◆ WRITTEN REQUEST
List every line of the material below that contains the word "white", copying each line in full. The match is case-sensitive.

◆ DATA FOR THIS TASK
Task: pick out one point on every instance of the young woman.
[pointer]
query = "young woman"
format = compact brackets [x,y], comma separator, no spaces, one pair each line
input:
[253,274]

* * *

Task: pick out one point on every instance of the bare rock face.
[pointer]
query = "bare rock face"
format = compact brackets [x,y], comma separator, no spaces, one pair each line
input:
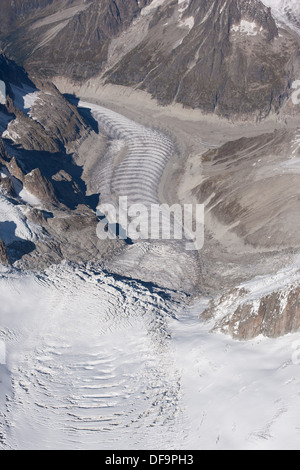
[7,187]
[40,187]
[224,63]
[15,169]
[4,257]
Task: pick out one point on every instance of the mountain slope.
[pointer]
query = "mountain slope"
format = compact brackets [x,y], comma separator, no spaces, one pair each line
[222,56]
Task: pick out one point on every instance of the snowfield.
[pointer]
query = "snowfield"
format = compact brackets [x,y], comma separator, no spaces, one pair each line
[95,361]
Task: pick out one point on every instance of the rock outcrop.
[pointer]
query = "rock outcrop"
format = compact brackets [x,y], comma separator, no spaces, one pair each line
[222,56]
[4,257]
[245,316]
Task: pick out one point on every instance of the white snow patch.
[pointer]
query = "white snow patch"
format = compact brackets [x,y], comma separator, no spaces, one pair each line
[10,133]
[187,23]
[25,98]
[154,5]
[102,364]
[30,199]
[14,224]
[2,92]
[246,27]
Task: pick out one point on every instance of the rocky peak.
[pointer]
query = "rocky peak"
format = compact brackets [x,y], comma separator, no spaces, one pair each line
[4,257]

◆ ANSWER FOR THIS EXERCISE
Task: pick out one point on every instance of the white snow patch.
query = "white snow patch"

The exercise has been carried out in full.